> **What the exercise asks**
Go through the entries below and retype them exactly, omitting each picture.

> **Data supplied**
>>

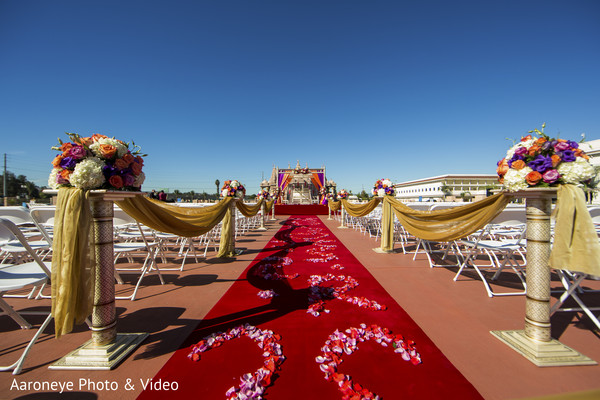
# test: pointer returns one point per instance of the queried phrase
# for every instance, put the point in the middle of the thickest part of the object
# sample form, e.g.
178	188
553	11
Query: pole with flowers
382	188
343	195
264	196
533	169
234	189
90	174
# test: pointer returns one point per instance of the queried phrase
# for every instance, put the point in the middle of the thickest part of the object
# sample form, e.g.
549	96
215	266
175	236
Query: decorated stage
301	209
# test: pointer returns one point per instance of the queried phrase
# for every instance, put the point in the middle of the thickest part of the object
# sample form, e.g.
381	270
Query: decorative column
343	222
535	342
263	209
387	228
107	348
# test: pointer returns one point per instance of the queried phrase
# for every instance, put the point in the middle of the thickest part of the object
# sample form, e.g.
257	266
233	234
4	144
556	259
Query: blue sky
227	89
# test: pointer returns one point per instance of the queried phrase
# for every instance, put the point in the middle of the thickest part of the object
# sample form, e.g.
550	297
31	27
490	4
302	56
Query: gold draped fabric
269	206
247	210
73	261
360	210
226	243
334	205
576	245
187	222
449	224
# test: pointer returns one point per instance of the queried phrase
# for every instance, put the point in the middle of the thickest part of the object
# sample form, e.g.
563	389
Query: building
452	187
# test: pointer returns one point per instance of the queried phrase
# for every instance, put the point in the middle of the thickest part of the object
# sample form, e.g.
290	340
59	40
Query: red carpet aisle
327	318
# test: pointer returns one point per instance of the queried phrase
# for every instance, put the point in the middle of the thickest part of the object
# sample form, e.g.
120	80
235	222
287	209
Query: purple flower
566	156
68	163
550	176
572	144
521	151
128	180
562	146
546	146
77	152
541	163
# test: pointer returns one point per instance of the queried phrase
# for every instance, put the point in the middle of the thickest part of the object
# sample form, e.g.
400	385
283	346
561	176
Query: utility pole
4	183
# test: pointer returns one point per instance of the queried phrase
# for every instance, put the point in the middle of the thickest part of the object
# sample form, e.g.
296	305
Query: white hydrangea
88	174
121	148
577	171
515	179
511	152
52	178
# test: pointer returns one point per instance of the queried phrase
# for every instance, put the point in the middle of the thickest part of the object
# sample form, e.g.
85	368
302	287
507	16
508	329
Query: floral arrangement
544	162
97	162
252	385
263	194
340	343
232	188
383	187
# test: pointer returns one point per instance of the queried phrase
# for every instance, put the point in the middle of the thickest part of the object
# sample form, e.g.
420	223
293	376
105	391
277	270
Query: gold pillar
106	349
535	342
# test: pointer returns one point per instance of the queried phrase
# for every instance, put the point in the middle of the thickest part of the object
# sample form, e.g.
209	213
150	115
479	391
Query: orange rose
502	167
86	141
107	150
57	160
518	164
128	158
533	150
533	178
581	153
65	174
136	168
121	164
555	160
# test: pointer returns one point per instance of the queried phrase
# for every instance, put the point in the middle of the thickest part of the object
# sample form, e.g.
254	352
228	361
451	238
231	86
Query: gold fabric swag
73	260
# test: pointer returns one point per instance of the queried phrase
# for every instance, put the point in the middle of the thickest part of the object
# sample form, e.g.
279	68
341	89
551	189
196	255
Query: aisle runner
307	321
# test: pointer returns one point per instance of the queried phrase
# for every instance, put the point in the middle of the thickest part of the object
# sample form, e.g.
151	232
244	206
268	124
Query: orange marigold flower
518	164
533	178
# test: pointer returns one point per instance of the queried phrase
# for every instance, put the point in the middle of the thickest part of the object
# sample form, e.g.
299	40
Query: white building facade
453	187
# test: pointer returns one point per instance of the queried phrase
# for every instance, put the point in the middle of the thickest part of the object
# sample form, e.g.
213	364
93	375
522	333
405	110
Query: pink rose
77	152
551	176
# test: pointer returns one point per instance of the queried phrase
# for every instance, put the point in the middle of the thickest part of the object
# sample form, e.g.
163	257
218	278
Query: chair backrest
17	214
8	228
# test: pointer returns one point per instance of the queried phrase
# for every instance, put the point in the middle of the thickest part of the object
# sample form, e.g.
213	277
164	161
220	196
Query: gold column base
106	357
382	251
543	354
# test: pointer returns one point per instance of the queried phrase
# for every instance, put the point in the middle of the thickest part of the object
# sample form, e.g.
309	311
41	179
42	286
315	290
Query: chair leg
18	365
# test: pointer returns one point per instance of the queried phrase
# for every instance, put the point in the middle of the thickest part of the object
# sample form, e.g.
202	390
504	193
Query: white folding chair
501	253
17	277
572	282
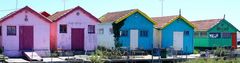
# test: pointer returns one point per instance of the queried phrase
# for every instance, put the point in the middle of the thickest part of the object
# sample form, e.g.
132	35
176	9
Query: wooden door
133	39
178	40
26	38
234	40
77	38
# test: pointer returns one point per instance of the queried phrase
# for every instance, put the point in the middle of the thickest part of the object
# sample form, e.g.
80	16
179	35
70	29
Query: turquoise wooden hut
174	32
214	33
133	28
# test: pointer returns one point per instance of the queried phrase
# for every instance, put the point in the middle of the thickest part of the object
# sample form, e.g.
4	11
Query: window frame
101	31
226	35
215	33
186	33
91	29
124	33
63	30
143	33
111	30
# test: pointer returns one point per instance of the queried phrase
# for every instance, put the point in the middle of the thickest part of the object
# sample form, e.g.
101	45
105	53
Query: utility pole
162	7
64	4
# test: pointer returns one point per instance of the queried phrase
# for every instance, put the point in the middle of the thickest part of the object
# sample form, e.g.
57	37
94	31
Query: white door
178	40
133	39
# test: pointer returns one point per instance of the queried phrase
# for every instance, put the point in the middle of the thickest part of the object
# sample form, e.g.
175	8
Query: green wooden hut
214	33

<<

> **Answer below**
# test: pointer returns one point per instance of the queried phrase
# for every instance, put the point in the middle of the thickest part of the object
# sample form, e.g.
178	188
553	11
Query: pole with flowers
382	188
343	195
264	196
533	169
234	189
90	174
# test: pointer returns one point per instance of the queried phrase
# for every instance, put the point in the middle of the thickest part of the object
# sample form, e.g.
549	96
215	266
175	236
Query: decorated stage
301	209
# test: pointer returns one point per instance of the queried phrase
# for every instance, put the point in the middle of the thickest part of the object
# sample form, e.g.
381	270
Query: decorative column
343	222
535	342
263	209
387	228
107	348
# test: pointer returns one point per instance of the queried phrase
# for every instance, put the point in the middle of the thickest part of the object
# sample form, e.g.
257	266
233	234
4	144
556	259
Query: blue sky
227	89
# test: pointer returns one point per instance of the queried phrase
# for every instance, put the point in the middle of the thickest part of the object
# sample form, e.g.
550	297
31	27
490	4
302	56
Query: gold draped fabric
269	206
247	210
73	261
360	210
226	243
334	205
576	245
187	222
449	224
# test: pointer returns one point per instance of the queried phrase
# for every instance, put the point in the middle of the thickest part of the object
# sample form, e.g.
563	389
Query: building
452	187
# test: pointer returns one point per instance of the queried phrase
# for every instance, put the point in the middle of the thickest part of the object
# sample form, e.g.
290	340
59	40
Query: red carpet aisle
327	318
# test: pointer returns one point per instance of the queried phrase
# for every instance, put the point in the middle of the thickest part of the object
# sample form, e.g.
120	80
235	222
287	209
Query: purple flower
566	156
68	163
550	176
572	144
521	151
128	180
562	146
546	146
77	152
541	163
# test: pointer returns one point per instance of the queried phrase
# for every instance, put the point in the middle of the thickest part of the object
# sample form, e.g.
400	385
283	346
561	176
Query: utility pole
4	183
# test: pointer returns one point per instance of the queried phrase
# for every instance, put the point in the middle of the thickest part of the object
# sample form, e.g.
296	305
Query: white hydrangea
88	174
121	148
577	171
515	179
511	152
52	178
# test: pointer returns one point per instance of the queried phrase
# for every instance, put the point in the middle of the thickest part of the object
# sample form, e.g.
85	368
302	287
507	16
508	329
Query: floral arrangement
544	162
97	162
252	385
263	194
340	343
232	188
383	187
# test: pointer returns one point per instance of the queried phrase
# for every instance, put the point in the middle of the thickest part of the object
# sample form, e.g.
420	223
293	376
105	391
277	270
Query: gold pillar
106	349
535	342
# test: pointer returns one point per instance of the queried phrase
# for every instance, put the point in the middle of the thickest part of the object
# sample form, e.g.
209	213
150	115
479	391
Query: orange rose
502	167
86	141
107	150
57	160
518	164
128	158
533	150
533	178
581	153
65	174
136	168
121	164
555	160
# test: pointer returns one point per instance of the queried phrase
# for every instance, put the point in the middle of the thickest part of the object
# sample form, e.g.
254	352
228	361
451	238
231	86
Query: gold fabric swag
73	260
# test: pointer returns one point per instance of the queried phrase
# for every instance, put the point in the middle of the thickest part of the object
# sample form, e.g.
279	68
341	89
551	189
196	255
Query: aisle runner
307	321
# test: pointer returns one point per instance of the queried phrase
# for every instance, put the point in the middle of the thickest part of the object
# sample form, e.g.
151	232
244	206
268	124
Query: orange marigold flower
518	164
533	178
# test: pointer returns one point per instance of the queried phrase
# for every instance, put the point in the middle of the thickest part of the object
# sample form, e.g.
299	40
Query: white building facade
453	187
# test: pointer returns one point per instance of the queried phrase
# for every instance, put the point in the middle of the thickest part of the object
# sample form, e.g.
213	364
93	375
522	333
405	110
Query: pink rose
77	152
551	176
# test: pointer returns one point per instance of the queried phrase
# for every instance, put the point in the middle of the thickest part of the object
# sample form, e.g.
163	257
218	278
Query: chair backrest
17	214
8	228
# test: pointer returns one point per instance of the queried phrase
# for every instance, put the point in the middle of the thickest part of the object
# sample form, e.g.
213	277
164	161
220	196
Query: gold column base
106	357
382	251
543	354
# test: pointer returns one point per instance of the queried phrase
# for every instance, put the point in the middle of the thickest part of the object
# sample form, e.g.
309	311
41	179
42	286
315	290
Query: chair leg
18	365
# test: pointer returns one point per instance of the queried phrase
# for every instance, put the point in the middle of the thickest part of the object
# sample form, e.g.
202	390
504	193
Query: white folding chair
501	253
17	277
572	282
# test: pointer returns one point per instance of the queried phrase
# for every instance, put the point in the middle of the thickest part of the object
# sample form, e.g.
132	35
176	9
Query: wooden door
133	39
178	40
26	38
234	40
77	38
# test: pointer returns one point per instance of the queried phrase
# for every instance, put the point in the middle of the thickest part of the object
# sample form, e.g.
80	16
179	35
70	29
Query: turquoise wooden hut
174	32
214	33
133	28
# test: pointer returns one point per instance of the queried phrase
# for every instance, put the point in the middle of the thickest part of the object
# sample form, e.g.
4	11
Query: window frame
101	31
226	35
215	33
186	33
91	29
124	33
63	30
143	33
111	30
# test: pointer returns one point per instance of the queried phrase
# for every instance, put the point in the middle of the thickest part of the object
# sample form, e.g.
101	45
105	53
Query: utility pole
162	7
64	4
# test: pointer returns one point per instance of the queried phrase
# for every instance, put the point in the middle of the thickest part of the object
# sample form, e.g.
57	37
94	31
Query: white door
178	40
133	39
# test: pointer returns one point per instance of the queried phrase
# for every instance, put the point in the middle of the thickest part of the object
# sample form, e.g.
175	8
Query: green wooden hut
214	33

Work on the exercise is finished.